▶ _Job 1_
Based on the text on computer logic structures below, decide whether each statement agrees with it. Answer yes or no for each, and quote the text's deciding words. (a) A NOTTER given the input "10001000" produces "01110111". (b) The ADDER is called a "logic" structure. (c) The structure built in this post comprises only logic structures.
▶ _Job 2_
Please continue the text on computer logic structures below, starting after its last sentence.

— START OF Text extract —

All things in all posts will help you visualize about the way that computers work generally. Note that it is not the real structure of modern computers, but the way that modern computers work is nearly the same as in my posts. I am sure that if you understand about the way that computers work in my posts, you will easy to learn about all fields of computer afterward. Thank you !!!
We have learned about structures that comprise many logic devices in previous posts. These devices are ANDER, NOTTER, ORER and XORER. They will conduct logic operators on byte inputs. For example, with NOTTER, we will have output as negative of input, if the input is “10001000”, we will have the output is “01110111” and conversely.
We also know about the structure that helps us move one byte to the left one bit or move one byte to the right one bit. These structures are left shifter and right shifter in order. These structures can also be shortened by “SHL” and “SHR” in order. For example for “SHL”, with one byte of “10001000”, we will have another byte of “00010000” (assuming we have “0” as “carry in”).
The ANDER, NOTTER, ORER, XORER, SHL and SHR all will be referred to as “logic” structures. The “logic” word can mean something that derives from one or many other things. But this is not clear because the ADDER also has one byte as the output from two other bytes. But ADDER is not called “logic”.
We also have the structure that is used for calculating the summation of two bytes that is ADDER. The ADDER will be called the “arithmetic” structure. It is clear because it conducts arithmetic calculation on byte inputs.
In this post, we will build a structure that comprises both “logic” and “arithmetic” structures. This structure is called the arithmetic logic unit (ALU). The name of the structure also reflects the components of it. Yeah! This structure will comprise all the logic and arithmetic structure that I mentioned above.

— END OF Text extract —
— START OF Information given —

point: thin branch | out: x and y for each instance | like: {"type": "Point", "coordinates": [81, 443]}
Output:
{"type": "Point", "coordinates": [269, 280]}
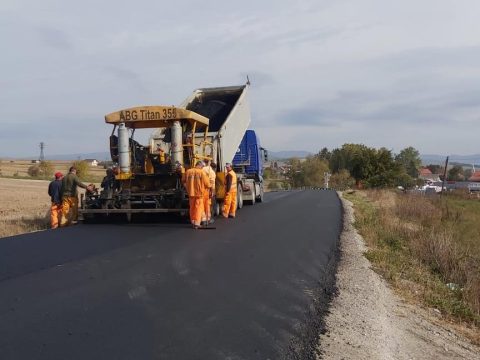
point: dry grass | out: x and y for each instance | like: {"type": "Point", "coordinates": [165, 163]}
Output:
{"type": "Point", "coordinates": [24, 206]}
{"type": "Point", "coordinates": [420, 244]}
{"type": "Point", "coordinates": [19, 168]}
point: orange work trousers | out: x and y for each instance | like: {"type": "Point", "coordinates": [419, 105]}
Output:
{"type": "Point", "coordinates": [207, 207]}
{"type": "Point", "coordinates": [55, 214]}
{"type": "Point", "coordinates": [69, 210]}
{"type": "Point", "coordinates": [230, 204]}
{"type": "Point", "coordinates": [196, 209]}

— END OF Information given —

▶ _Final answer 1_
(a) Yes: "if the input is “10001000”, we will have the output is “01110111”"
(b) No: "But ADDER is not called “logic”."
(c) No: "we will build a structure that comprises both “logic” and “arithmetic” structures"

▶ _Final answer 2_
Look at the diagram below to understand about this ALU:
First, you can see two byte inputs are “a” and “b”. Some structures receive two bytes as inputs (ANDER, ORER, XORER and ADDER). But some other structures receive one byte as input (SHL, SHR and NOTTER). Each of these structures will connect to one enabler.
Each of the enablers will connect with one of seven the outputs of decoder 3 x 8. You can see that we have an ‘op’ code (such as 000,...) that has three wires on the diagram. This ‘op’ is short for “operation”, it will decide which structure (ANDER, NOTTER, …) will output the result to the common bus “c” after the enabler by “turning on” corresponding enablers. Below is some code for logic and arithmetic structures to be “on”:
We have mentioned three inputs of ALU (two byte inputs and ‘op’ code). Now, we also have ‘carry in’ input, this ‘carry in’ input is used for three structures: SHL, SHR and ADDER. According to which structure performs the function, the ‘carry in’ bit will be used for that structure for the result on the common bus “c”.
We mentioned all inputs of ALU. Now, we will mention the output of the ALU. The common bus “c” will be the place where the result bytes from all structures are stored. The ‘carry out’ output will be output of one in three structures: SHL, SHR and ADDER. So, you can see that only when one in three structures perform function and the output bit of that structure is “1”, the “carry out” output will be “1”.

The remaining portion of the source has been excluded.